__WHAT THE TASK REQUIRES__:
Could you render the lines below as a numbered list, leaving out any blank lines?

__EXTRACTED INFORMATION__:
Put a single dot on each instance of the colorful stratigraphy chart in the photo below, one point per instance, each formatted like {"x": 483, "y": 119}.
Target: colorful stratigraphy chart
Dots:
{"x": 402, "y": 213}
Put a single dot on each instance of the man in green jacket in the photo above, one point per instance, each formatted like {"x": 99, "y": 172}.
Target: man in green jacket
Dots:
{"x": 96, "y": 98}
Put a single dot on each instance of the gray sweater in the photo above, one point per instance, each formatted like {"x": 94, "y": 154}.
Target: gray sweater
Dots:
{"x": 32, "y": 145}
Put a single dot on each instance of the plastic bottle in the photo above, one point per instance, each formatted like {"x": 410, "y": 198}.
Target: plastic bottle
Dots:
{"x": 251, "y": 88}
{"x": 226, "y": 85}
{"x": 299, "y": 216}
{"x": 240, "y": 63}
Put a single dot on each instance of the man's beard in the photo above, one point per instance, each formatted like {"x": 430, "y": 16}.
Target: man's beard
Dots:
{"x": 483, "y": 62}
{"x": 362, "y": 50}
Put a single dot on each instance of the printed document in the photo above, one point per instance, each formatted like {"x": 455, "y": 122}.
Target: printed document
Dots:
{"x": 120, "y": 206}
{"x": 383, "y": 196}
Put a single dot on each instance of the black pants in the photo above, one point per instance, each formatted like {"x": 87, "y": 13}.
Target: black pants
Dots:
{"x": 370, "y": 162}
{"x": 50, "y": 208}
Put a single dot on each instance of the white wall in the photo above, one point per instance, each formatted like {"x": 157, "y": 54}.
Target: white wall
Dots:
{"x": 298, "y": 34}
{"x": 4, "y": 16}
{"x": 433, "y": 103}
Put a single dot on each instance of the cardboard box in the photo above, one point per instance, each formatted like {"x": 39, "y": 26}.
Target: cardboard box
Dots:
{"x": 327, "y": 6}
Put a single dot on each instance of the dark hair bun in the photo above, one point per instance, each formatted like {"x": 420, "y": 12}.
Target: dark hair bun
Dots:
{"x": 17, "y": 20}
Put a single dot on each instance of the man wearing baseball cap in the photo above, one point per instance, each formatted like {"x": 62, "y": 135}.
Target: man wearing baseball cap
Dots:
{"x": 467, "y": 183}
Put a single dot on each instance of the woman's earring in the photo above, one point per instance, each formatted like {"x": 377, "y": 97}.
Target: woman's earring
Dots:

__WRITTEN RESPONSE__:
1. Put a single dot on each instance of the colorful stratigraphy chart in the photo below, one point per instance, each formatted like {"x": 483, "y": 119}.
2. Target: colorful stratigraphy chart
3. Dots:
4. {"x": 402, "y": 213}
5. Put a single dot on each instance of the man in green jacket in the photo above, one point per instance, each formatted like {"x": 99, "y": 172}.
6. Target: man in green jacket
7. Dots:
8. {"x": 96, "y": 98}
9. Put a single dot on each instance of the gray sweater in the photo above, one point per instance, each formatted like {"x": 94, "y": 154}.
10. Target: gray sweater
11. Dots:
12. {"x": 32, "y": 145}
13. Put a single dot on each instance of the plastic bottle in the photo above, one point per instance, each formatted like {"x": 410, "y": 198}.
14. Target: plastic bottle
15. Dots:
16. {"x": 251, "y": 88}
17. {"x": 226, "y": 85}
18. {"x": 299, "y": 216}
19. {"x": 240, "y": 63}
20. Put a single dot on each instance of the man's beard in the photo above, one point per instance, each formatted like {"x": 430, "y": 16}.
21. Target: man's beard
22. Dots:
23. {"x": 483, "y": 62}
24. {"x": 362, "y": 50}
25. Put a single dot on each instance of the printed document in the photo above, one point per instance, each formatted like {"x": 455, "y": 122}.
26. Target: printed document
27. Dots:
28. {"x": 120, "y": 206}
29. {"x": 383, "y": 196}
30. Put a single dot on each instance of the black pants in the photo above, one point per instance, each formatted like {"x": 87, "y": 13}.
31. Target: black pants
32. Dots:
33. {"x": 370, "y": 162}
34. {"x": 50, "y": 208}
35. Put a single dot on each instance of the white wall in the photo above, one point per instance, each formatted like {"x": 157, "y": 54}.
36. Target: white wall
37. Dots:
38. {"x": 298, "y": 34}
39. {"x": 4, "y": 16}
40. {"x": 433, "y": 103}
41. Put a single dot on each instance of the cardboard box in the photo above, one point per instance, each formatted like {"x": 39, "y": 26}.
42. Target: cardboard box
43. Dots:
44. {"x": 327, "y": 6}
45. Put a single dot on each instance of the dark hair bun in the photo above, one point per instance, each formatted like {"x": 420, "y": 12}.
46. Target: dark hair bun
47. Dots:
48. {"x": 17, "y": 20}
49. Put a single dot on each instance of the man wearing baseball cap in the photo above, one point per instance, each formatted like {"x": 62, "y": 135}.
50. Target: man wearing baseball cap
51. Dots:
52. {"x": 467, "y": 183}
53. Put a single dot on each instance of the woman's earring in the photo above, one point per instance, each formatted like {"x": 377, "y": 97}.
54. Target: woman's earring
55. Dots:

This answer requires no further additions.